# [GOAL 1]
Please pick out every line in the listing below that contains the word "purple", and copy each of those lines.

# [EXTRACTED TEXT]
»»

Machine Learning Eval Engineer

Reducto•San Francisco, CA

92d•Onsite

About The Position

Reducto helps AI teams ingest real-world enterprise data with state-of-the-art accuracy. Most enterprise data, from financial statements to health records, is locked in unstructured file formats like PDFs and spreadsheets. We train vision models to read those documents the way a human would, enabling teams to build products, train models, and automate processes at scale. We’ve grown rapidly, increasing revenue 7x year over year and partnering with hundreds of companies, from leading AI teams like Harvey, Vanta, and Scale, to enterprise customers across FAANG and top trading firms. Reducto has raised over $100M from world-class investors including a16z, Benchmark, and First Round Capital. As an ML Eval Engineer, you’ll play a key role in building the evaluation systems and benchmarks that make Reducto’s models better over time. You’ll collaborate closely with our ML, platform, and GTM teams to identify model weaknesses, design strong benchmarks, and create metrics and tooling that surface new failure modes as we scale. This is a high-impact role where you’ll help define how model quality is measured at Reducto and shape the systems we use to improve it.

Requirements

Hold yourself to a high bar for quality and precision.
Enjoy solving complex problems and building from first principles.

««

# [GOAL 2]
According to the job posting above, how much money has Reducto raised from investors?

Extracted records:
»»

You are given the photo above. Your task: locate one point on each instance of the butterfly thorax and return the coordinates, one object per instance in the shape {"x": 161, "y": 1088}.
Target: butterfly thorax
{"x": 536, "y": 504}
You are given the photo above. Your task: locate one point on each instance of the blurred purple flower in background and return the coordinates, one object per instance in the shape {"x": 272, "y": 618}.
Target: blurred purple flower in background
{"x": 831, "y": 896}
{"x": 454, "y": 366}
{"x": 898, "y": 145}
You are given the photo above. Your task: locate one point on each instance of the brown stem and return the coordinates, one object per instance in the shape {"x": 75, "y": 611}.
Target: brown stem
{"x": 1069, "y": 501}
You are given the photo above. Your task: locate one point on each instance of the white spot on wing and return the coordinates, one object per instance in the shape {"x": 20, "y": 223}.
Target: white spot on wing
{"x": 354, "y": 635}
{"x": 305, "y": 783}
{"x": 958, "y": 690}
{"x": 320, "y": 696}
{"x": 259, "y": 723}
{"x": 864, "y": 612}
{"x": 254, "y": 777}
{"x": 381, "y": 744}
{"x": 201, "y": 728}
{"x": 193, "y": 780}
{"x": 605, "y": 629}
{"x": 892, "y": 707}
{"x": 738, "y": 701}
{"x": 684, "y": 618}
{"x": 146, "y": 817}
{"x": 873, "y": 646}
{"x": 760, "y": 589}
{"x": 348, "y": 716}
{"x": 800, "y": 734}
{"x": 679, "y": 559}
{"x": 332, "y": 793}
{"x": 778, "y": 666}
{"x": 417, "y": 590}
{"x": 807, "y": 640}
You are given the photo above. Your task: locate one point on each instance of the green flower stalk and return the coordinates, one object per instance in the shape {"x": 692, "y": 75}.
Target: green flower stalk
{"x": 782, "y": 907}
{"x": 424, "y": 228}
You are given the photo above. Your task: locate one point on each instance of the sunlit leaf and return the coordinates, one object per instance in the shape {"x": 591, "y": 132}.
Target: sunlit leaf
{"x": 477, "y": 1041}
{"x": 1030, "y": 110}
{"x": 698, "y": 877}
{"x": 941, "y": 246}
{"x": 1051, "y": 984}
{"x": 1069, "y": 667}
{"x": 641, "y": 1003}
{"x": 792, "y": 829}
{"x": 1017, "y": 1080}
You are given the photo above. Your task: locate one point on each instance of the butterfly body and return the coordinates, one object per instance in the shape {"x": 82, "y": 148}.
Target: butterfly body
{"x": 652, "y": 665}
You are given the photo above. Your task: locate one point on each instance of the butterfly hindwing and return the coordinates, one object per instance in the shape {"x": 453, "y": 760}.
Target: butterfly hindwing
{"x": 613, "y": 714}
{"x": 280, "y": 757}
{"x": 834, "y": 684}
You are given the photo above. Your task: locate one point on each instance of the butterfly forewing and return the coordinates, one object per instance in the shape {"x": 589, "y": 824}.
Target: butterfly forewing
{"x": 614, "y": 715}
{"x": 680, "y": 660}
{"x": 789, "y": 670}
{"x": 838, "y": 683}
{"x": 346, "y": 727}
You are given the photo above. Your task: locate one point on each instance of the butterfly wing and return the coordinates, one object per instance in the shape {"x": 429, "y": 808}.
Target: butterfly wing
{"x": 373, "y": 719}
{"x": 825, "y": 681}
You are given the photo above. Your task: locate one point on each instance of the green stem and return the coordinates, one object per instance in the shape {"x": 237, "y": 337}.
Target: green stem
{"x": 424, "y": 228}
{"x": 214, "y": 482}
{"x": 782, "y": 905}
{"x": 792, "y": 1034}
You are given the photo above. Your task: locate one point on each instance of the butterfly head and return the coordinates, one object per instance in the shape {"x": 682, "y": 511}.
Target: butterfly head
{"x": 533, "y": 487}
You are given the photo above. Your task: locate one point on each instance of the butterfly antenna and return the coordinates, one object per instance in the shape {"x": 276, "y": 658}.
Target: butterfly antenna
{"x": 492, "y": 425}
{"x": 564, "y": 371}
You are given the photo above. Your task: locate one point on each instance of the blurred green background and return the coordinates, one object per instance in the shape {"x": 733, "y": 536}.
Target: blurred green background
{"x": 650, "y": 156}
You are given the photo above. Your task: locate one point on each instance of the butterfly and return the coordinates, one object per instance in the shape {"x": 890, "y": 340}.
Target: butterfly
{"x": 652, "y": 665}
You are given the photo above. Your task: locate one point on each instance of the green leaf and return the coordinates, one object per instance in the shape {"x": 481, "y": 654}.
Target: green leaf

««

# [TASK RESPONSE 1]
You are given the photo above. Your task: locate one point on each instance of the blurred purple flower in background and return the coordinates, one object per instance in the shape {"x": 272, "y": 618}.
Target: blurred purple flower in background

# [TASK RESPONSE 2]
Over $100M.